(EXTRACTED TEXT):
If Nabokov's second novel reminded me of one of my favorite writers—Marcel Proust—his third, The Luzhin Defense, brings to mind another: Virginia Woolf. Given that The Luzhin Defense concerns the gradual mental disintegration of a Russian chess grandmaster, and given that Nabokov had apparently not yet read Woolf (when he did, in 1933, he claimed a low opinion of her work), its Woolfian overtones are a bit surprising. But consider this passage, in which the now-middle-aged Luzhin remembers how his asthmatic French governess used to get stuck in the family elevator:
Finally something would shudder and stir and after a little while the elevator would descend—now empty. Empty. Goodness knows what had happened to her—perhaps she had traveled up to heaven and remained there with her asthma, her liquorice candies and her pince-nez on a black cord. The recollection also came back empty, and for the first time in all his life, perhaps, Luzhin asked himself the question—where exactly had it all gone, what had become of his childhood, whither had the veranda floated, whither, rustling through the bushes, had the familiar paths crept away?
Despite the asthma and the liquorice candies, I can hardly fail to think of Clarissa Dalloway here, remembering her days at Bourton, or Cam, in To the Lighthouse, looking back at the family house from the boat:
But Cam could see nothing. She was thinking how all those paths and the lawn, thick and knotted with the lives they had lived there, were gone: were rubbed out; were past; were unreal, and now this was real: the boat and the sail with its patch; Macalister with his earrings; the noise of the waves—all this was real.

(TO BE DONE):
a: In the essay on The Luzhin Defense, in what year did Nabokov read Woolf?
b: From the essay on The Luzhin Defense, pull out word for word the passage starting with "Despite the asthma" and going on through "this was real.".

(PROVIDED MATERIAL):
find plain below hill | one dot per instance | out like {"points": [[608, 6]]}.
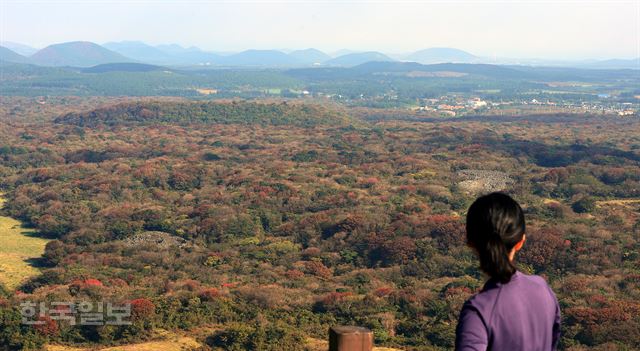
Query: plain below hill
{"points": [[77, 54], [208, 112]]}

(ANSWERS IN ORDER):
a: 1933

b:
Despite the asthma and the liquorice candies, I can hardly fail to think of Clarissa Dalloway here, remembering her days at Bourton, or Cam, in To the Lighthouse, looking back at the family house from the boat:
But Cam could see nothing. She was thinking how all those paths and the lawn, thick and knotted with the lives they had lived there, were gone: were rubbed out; were past; were unreal, and now this was real: the boat and the sail with its patch; Macalister with his earrings; the noise of the waves—all this was real.